═════ EXTRAIT CHOISI
Reste à savoir en quel sens exactement. Et jusqu’où, et avec quelles conséquences. Cette réflexion de fond, désormais indispensable, sur la nature et les effets de l’incertitude, le philosophe Dorian Astor l’entame avec brio. La Passion de l’incertitude, titre de son essai, suggère d’emblée qu’il ne s’agit en aucun cas d’une affaire de raison pure. Certitude et incertitude sont avant tout, il le souligne, pulsionnelles, affectives, sentimentales. Ce sont d’abord des croyances, convictions, adhésions – bien avant de susciter raisonnements, déductions, argumentations. Parce que l’incertitude aurait à voir avec la crainte, et que la certitude serait une terreur surmontée.
Au fil de 68 fragments
L’incertitude serait donc bien une passion, aussi bien au sens classique du terme (émotion que l’on subit) qu’au sens moderne (attention à cultiver ardemment). Toutefois, ce bref « traité des passions » n’a rien d’un exposé dogmatique, et tout d’une variation musicale. Au fil de 68 fragments, de quelques pages à quelques lignes, on verra alterner, s’opposer, se répondre références et fulgurances, analyses conceptuelles et souvenirs intimes. Le tout dessine un paysage singulier, par moments attachant, souvent éclairant, parfois irritant, toujours intelligent.
On y découvre, par exemple, que l’incertitude, associée généralement à l’avenir, aurait en fait plus à voir avec hier qu’avec demain. « Que s’est-il passé ? » : l’interrogation inquiète vertigineusement car elle scrute l’origine, la genèse de ce que nous sommes. Au point de faire passer « Que va-t-il arriver ? » pour une incertitude banale, presque faiblarde. De page en page, ces basculements de perspective se multiplient, des lignes de crête s’esquissent. Le philosophe entrecroise l’héritage de Zarathoustra et celui de la psychanalyse, sans oublier les écoles de sagesse antiques ni l’ébranlement écologique actuel.
Musicien, autrefois chanteur d’opéra, et spécialiste de Nietzsche, auquel il a consacré des travaux remarqués, Dorian Astor commence à faire entendre résolument sa propre voix. Il incite finalement à une forme d’incertitude bien tempérée. Elle permettrait – peut-être, puisque rien n’est assuré… – d’échapper à ce piège majeur de l’époque : le couplage infernal du fanatisme (incertitude anéantie) et du relativisme (incertitude totalitaire). Maxime à retenir : « On n’est jamais certain de ce qu’on dit, c’est même pour cette raison qu’on donne des arguments ou des coups de poing, qu’on écrit des livres entiers ou qu’on égorge son prochain. » Savoir cela ne garantit aucun paradis. Evidemment. Mais si on l’oublie, tout est pire.
══════════
_À FAIRE_
#1 D'après l'extrait choisi, en combien de fragments l'essai de Dorian Astor est-il composé ?
#2 Recopiez tel quel tout le passage de l'extrait choisi qui va de « Musicien, autrefois chanteur » jusqu'à « tout est pire. ».
═════ LISTE DES DONNÉES
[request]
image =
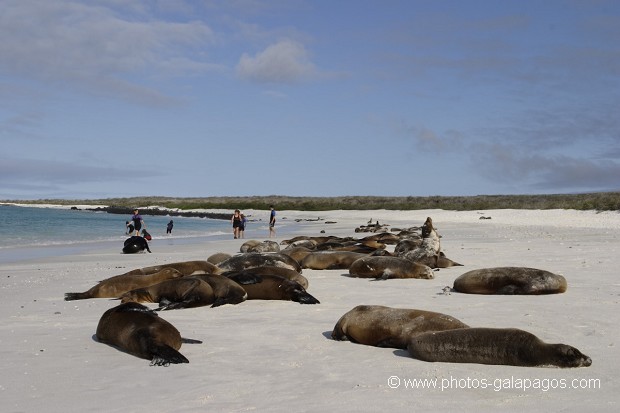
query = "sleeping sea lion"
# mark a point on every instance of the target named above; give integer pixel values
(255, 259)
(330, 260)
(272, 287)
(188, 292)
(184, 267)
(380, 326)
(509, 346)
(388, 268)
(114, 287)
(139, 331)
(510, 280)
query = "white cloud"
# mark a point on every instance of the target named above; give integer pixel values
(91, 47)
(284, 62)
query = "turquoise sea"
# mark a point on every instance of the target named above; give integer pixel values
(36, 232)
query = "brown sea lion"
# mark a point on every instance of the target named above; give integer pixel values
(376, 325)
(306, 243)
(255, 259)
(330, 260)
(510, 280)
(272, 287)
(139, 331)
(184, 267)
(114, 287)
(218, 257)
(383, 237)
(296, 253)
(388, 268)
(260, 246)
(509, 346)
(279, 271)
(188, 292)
══════════
═════ LISTE DES DONNÉES
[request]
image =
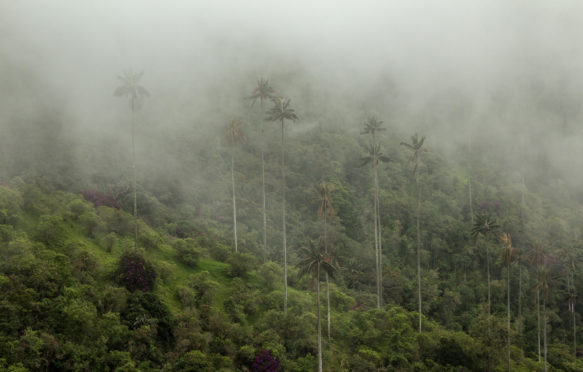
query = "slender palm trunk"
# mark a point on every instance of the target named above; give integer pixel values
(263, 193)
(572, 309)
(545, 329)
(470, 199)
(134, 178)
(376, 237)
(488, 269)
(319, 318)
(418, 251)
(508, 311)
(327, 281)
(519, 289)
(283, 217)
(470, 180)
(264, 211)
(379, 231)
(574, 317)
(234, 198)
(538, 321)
══════════
_RÉSULTATS FINAUX_
#1 L'essai est composé de 68 fragments.

#2
Musicien, autrefois chanteur d’opéra, et spécialiste de Nietzsche, auquel il a consacré des travaux remarqués, Dorian Astor commence à faire entendre résolument sa propre voix. Il incite finalement à une forme d’incertitude bien tempérée. Elle permettrait – peut-être, puisque rien n’est assuré… – d’échapper à ce piège majeur de l’époque : le couplage infernal du fanatisme (incertitude anéantie) et du relativisme (incertitude totalitaire). Maxime à retenir : « On n’est jamais certain de ce qu’on dit, c’est même pour cette raison qu’on donne des arguments ou des coups de poing, qu’on écrit des livres entiers ou qu’on égorge son prochain. » Savoir cela ne garantit aucun paradis. Evidemment. Mais si on l’oublie, tout est pire.